Re: Directory layout for a large Django application (not project)

2012-01-10 Thread Tom Evans
On Tue, Jan 10, 2012 at 6:13 PM, IgorS  wrote:
> First of all, thanks a lot to everyone who replied :-)
>
> Tom:
>
> As i mentioned, i am new to Django and could be missing big parts.
> Please do not hate me too much for my naivete :-)

Never apologise for trying to learn :) It took me a really long time
to get to grips with how apps should interact with projects. You've
avoided many of the problems I encounter with my production sites :)

> But I have some doubts regarding the templates. And the doubts come
> exactly from that [explicit vs. implicit] perspective. Why not making
> it more explicit? I mean to change it in a way that there is no need
> to relay on the order in which Django searches for the templates. The
> order is defined at the project level and this unnecessarily couples
> my application with the project.

Python programming tends to have at least two golden rules*:

1) Explicit is better than implicit
2) Don't repeat yourself

Sometimes I feel that that these two rules are at odds with each
other, and this would be one of those cases. It would be more explicit
to manually resolve the template that you want in the view, but then
we would have to manually resolve which template in every view :)

So instead, the best way is to explicitly include the app name in the
template name, by keeping templates in a subdirectory named after the
app, and allow simple template loaders to find it. This actually
reduces coupling, as another poster has alluded to, as you can
override a specific app's template on the project level. As an
example, when using django's admin app, you can override specific
templates by creating the appropriately named template in your project
template directory:

https://docs.djangoproject.com/en/1.3/ref/contrib/admin/#overriding-admin-templates

If the view manually resolved the template to use, you would need to
provide a mechanism to allow a project to override an app template.

■ MATERIAL SHOWN
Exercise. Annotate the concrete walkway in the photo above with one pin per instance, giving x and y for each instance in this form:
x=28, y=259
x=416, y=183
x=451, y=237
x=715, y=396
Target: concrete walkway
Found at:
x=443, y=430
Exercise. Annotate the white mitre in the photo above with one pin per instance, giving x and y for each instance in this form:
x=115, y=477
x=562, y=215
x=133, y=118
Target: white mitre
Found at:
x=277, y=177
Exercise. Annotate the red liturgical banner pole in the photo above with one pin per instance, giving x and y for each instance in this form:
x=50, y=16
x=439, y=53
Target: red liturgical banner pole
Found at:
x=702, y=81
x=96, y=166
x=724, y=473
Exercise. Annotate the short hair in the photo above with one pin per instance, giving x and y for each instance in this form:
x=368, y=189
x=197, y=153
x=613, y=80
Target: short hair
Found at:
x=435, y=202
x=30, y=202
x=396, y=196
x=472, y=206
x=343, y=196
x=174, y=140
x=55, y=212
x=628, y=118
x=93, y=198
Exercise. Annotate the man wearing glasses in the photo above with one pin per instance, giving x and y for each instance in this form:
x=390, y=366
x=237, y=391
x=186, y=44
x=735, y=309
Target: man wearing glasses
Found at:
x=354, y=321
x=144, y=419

■ WHAT THE EXERCISE ASKS
Answer these questions about the Django templates text, numbering your answers the same way.
1. Whose name appears on the thread line with the date 2012-01-10?
2. What two golden rules of Python programming are listed?
3. Which Django app is given as an example of one whose specific templates can be overridden from the project template directory?

■ SOLUTION TO THIS PROBLEM
1. Tom Evans
2. "Explicit is better than implicit" and "Don't repeat yourself"
3. Django's admin app